#### Task directions:
Reproduce the records below word for word, starting at the line containing "Precision-ag module: please detect the shrub" and continuing through the end of the records. Leave the pictures out of your answer.

#### Entries shown:
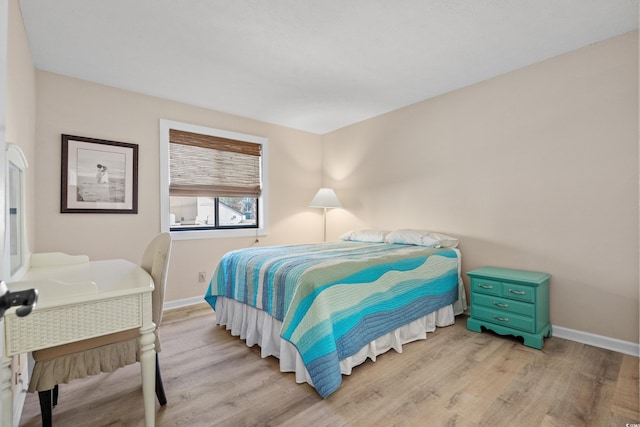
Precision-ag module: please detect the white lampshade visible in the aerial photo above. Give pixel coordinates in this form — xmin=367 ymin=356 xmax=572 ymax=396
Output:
xmin=309 ymin=188 xmax=342 ymax=208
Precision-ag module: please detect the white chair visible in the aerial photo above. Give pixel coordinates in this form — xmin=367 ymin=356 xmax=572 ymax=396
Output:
xmin=29 ymin=233 xmax=171 ymax=427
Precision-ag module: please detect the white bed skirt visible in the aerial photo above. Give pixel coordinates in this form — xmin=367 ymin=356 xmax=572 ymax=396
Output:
xmin=215 ymin=296 xmax=466 ymax=386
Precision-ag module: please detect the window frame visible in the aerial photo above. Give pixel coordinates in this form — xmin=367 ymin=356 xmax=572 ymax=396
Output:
xmin=160 ymin=119 xmax=269 ymax=240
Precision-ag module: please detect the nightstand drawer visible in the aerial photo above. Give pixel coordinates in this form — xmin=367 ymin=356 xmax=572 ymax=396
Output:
xmin=471 ymin=306 xmax=536 ymax=332
xmin=471 ymin=279 xmax=502 ymax=296
xmin=502 ymin=283 xmax=536 ymax=302
xmin=471 ymin=292 xmax=535 ymax=317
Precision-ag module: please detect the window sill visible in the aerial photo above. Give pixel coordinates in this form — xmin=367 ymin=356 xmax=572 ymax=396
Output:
xmin=171 ymin=228 xmax=267 ymax=240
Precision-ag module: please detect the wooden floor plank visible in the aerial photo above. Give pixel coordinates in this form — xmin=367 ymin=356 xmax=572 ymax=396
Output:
xmin=20 ymin=304 xmax=640 ymax=427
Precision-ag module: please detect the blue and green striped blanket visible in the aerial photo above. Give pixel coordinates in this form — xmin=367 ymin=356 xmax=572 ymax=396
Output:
xmin=205 ymin=242 xmax=459 ymax=397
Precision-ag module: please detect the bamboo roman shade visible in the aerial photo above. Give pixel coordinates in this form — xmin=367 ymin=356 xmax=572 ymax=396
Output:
xmin=169 ymin=129 xmax=262 ymax=198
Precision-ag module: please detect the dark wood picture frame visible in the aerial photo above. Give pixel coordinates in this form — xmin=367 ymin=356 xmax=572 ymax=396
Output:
xmin=60 ymin=134 xmax=138 ymax=214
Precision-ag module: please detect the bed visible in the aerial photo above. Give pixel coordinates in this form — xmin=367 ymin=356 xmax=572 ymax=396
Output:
xmin=205 ymin=231 xmax=466 ymax=398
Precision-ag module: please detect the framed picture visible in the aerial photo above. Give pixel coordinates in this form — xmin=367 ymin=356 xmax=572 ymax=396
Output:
xmin=60 ymin=135 xmax=138 ymax=214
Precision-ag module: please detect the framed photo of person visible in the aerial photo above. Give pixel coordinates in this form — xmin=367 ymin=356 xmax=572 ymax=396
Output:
xmin=60 ymin=134 xmax=138 ymax=214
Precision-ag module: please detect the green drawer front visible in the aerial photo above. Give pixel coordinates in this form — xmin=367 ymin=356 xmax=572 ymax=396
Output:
xmin=502 ymin=283 xmax=536 ymax=302
xmin=471 ymin=306 xmax=536 ymax=333
xmin=471 ymin=278 xmax=502 ymax=296
xmin=471 ymin=292 xmax=535 ymax=317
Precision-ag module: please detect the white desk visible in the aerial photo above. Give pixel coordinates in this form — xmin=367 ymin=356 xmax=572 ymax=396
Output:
xmin=2 ymin=259 xmax=155 ymax=427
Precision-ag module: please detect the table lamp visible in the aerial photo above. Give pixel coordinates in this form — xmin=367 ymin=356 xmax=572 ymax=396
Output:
xmin=309 ymin=188 xmax=342 ymax=242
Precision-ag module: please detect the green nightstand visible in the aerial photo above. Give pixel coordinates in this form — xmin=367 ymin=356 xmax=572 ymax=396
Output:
xmin=467 ymin=267 xmax=551 ymax=349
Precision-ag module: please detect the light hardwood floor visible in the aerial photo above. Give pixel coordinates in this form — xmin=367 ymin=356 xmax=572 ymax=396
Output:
xmin=20 ymin=306 xmax=640 ymax=427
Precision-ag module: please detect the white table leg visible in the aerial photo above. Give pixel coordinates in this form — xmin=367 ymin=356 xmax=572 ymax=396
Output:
xmin=1 ymin=357 xmax=13 ymax=427
xmin=140 ymin=323 xmax=156 ymax=427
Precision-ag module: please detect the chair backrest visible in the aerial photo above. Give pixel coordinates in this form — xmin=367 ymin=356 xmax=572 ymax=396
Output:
xmin=140 ymin=232 xmax=171 ymax=332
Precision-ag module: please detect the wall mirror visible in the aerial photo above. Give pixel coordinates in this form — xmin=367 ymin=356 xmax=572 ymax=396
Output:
xmin=5 ymin=143 xmax=29 ymax=278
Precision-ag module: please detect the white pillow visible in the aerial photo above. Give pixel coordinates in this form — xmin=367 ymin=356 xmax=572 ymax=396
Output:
xmin=340 ymin=230 xmax=387 ymax=243
xmin=385 ymin=229 xmax=458 ymax=248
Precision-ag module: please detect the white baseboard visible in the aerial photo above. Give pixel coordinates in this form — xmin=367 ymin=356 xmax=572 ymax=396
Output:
xmin=552 ymin=325 xmax=640 ymax=357
xmin=163 ymin=296 xmax=206 ymax=310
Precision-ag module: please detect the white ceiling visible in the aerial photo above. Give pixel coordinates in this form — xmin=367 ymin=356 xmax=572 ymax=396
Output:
xmin=19 ymin=0 xmax=638 ymax=134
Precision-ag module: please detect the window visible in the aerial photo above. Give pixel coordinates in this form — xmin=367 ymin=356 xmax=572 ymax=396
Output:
xmin=160 ymin=120 xmax=267 ymax=239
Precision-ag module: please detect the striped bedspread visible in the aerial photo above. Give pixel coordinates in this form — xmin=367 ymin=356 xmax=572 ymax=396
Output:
xmin=205 ymin=242 xmax=459 ymax=397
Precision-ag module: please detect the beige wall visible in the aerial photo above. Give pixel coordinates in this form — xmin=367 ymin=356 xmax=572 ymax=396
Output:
xmin=323 ymin=32 xmax=639 ymax=342
xmin=6 ymin=0 xmax=36 ymax=260
xmin=7 ymin=0 xmax=639 ymax=342
xmin=35 ymin=71 xmax=322 ymax=302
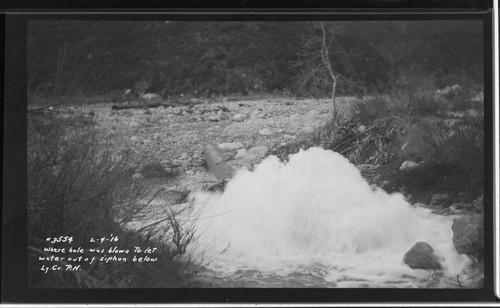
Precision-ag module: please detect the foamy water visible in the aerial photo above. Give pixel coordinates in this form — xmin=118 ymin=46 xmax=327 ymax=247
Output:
xmin=188 ymin=148 xmax=471 ymax=287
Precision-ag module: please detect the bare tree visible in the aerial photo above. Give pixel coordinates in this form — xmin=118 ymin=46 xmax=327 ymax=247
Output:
xmin=298 ymin=21 xmax=342 ymax=124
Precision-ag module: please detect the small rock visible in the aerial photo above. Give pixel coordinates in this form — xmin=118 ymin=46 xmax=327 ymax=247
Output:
xmin=172 ymin=159 xmax=184 ymax=165
xmin=208 ymin=115 xmax=221 ymax=122
xmin=234 ymin=149 xmax=248 ymax=159
xmin=413 ymin=202 xmax=428 ymax=209
xmin=132 ymin=173 xmax=144 ymax=180
xmin=429 ymin=194 xmax=449 ymax=205
xmin=403 ymin=242 xmax=441 ymax=270
xmin=356 ymin=164 xmax=376 ymax=172
xmin=451 ymin=214 xmax=484 ymax=257
xmin=142 ymin=93 xmax=163 ymax=101
xmin=302 ymin=126 xmax=314 ymax=135
xmin=219 ymin=142 xmax=244 ymax=152
xmin=259 ymin=128 xmax=273 ymax=136
xmin=399 ymin=160 xmax=420 ymax=171
xmin=233 ymin=113 xmax=247 ymax=122
xmin=248 ymin=146 xmax=269 ymax=160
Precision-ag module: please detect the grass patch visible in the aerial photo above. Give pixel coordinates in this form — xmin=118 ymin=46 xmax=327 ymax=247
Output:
xmin=28 ymin=110 xmax=200 ymax=288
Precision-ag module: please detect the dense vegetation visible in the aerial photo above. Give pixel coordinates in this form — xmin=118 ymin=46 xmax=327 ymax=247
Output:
xmin=28 ymin=20 xmax=484 ymax=287
xmin=28 ymin=20 xmax=483 ymax=101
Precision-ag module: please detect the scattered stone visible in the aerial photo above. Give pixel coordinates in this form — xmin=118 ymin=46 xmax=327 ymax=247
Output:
xmin=451 ymin=214 xmax=484 ymax=257
xmin=142 ymin=93 xmax=163 ymax=101
xmin=403 ymin=242 xmax=441 ymax=270
xmin=259 ymin=128 xmax=273 ymax=136
xmin=356 ymin=164 xmax=376 ymax=172
xmin=188 ymin=98 xmax=203 ymax=105
xmin=203 ymin=144 xmax=233 ymax=180
xmin=429 ymin=194 xmax=449 ymax=206
xmin=399 ymin=160 xmax=420 ymax=171
xmin=413 ymin=202 xmax=428 ymax=209
xmin=132 ymin=173 xmax=144 ymax=180
xmin=234 ymin=146 xmax=269 ymax=162
xmin=208 ymin=114 xmax=221 ymax=122
xmin=219 ymin=142 xmax=244 ymax=152
xmin=233 ymin=113 xmax=248 ymax=122
xmin=248 ymin=146 xmax=269 ymax=160
xmin=302 ymin=126 xmax=314 ymax=135
xmin=172 ymin=159 xmax=184 ymax=165
xmin=234 ymin=149 xmax=248 ymax=159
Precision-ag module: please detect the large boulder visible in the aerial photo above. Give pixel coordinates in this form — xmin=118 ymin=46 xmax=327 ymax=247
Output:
xmin=203 ymin=144 xmax=233 ymax=180
xmin=403 ymin=242 xmax=441 ymax=270
xmin=451 ymin=214 xmax=484 ymax=257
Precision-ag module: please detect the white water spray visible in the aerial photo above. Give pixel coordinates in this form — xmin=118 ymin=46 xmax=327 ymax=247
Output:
xmin=190 ymin=148 xmax=470 ymax=287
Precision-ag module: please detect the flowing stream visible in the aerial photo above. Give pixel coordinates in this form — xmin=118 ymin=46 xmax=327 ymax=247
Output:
xmin=188 ymin=148 xmax=472 ymax=288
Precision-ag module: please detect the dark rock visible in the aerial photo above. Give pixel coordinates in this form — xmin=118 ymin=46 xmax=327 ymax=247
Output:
xmin=203 ymin=144 xmax=233 ymax=180
xmin=403 ymin=242 xmax=441 ymax=270
xmin=451 ymin=214 xmax=484 ymax=257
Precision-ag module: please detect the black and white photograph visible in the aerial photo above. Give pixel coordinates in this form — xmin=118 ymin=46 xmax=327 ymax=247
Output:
xmin=2 ymin=2 xmax=493 ymax=304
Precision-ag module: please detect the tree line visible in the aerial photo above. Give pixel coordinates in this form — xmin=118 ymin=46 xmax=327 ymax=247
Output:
xmin=27 ymin=20 xmax=483 ymax=97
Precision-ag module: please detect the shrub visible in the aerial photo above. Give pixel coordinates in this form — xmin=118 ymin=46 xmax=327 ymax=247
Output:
xmin=400 ymin=118 xmax=484 ymax=198
xmin=28 ymin=114 xmax=196 ymax=288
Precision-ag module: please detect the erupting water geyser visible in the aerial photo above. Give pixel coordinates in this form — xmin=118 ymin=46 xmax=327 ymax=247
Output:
xmin=190 ymin=148 xmax=470 ymax=287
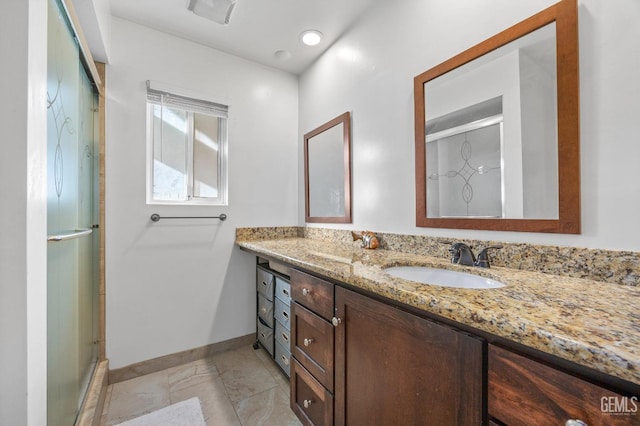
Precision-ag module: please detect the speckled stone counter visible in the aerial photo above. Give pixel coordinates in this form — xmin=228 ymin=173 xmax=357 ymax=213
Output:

#### Right answer:
Precision-ag module: please detect the shrub visible in the aerial photo above. Give pixel coordinates in this form — xmin=118 ymin=46 xmax=327 ymax=247
Output:
xmin=400 ymin=118 xmax=484 ymax=198
xmin=28 ymin=114 xmax=196 ymax=288
Precision-ag module: please detect the erupting water geyser visible in the aerial photo above. Give pixel coordinates in this form — xmin=118 ymin=46 xmax=327 ymax=247
Output:
xmin=190 ymin=148 xmax=470 ymax=287
Precision-ag module: please detect the speckled stone counter visible in the aerial photo above. Give pixel coordinates in this form — xmin=228 ymin=173 xmax=357 ymax=213
Output:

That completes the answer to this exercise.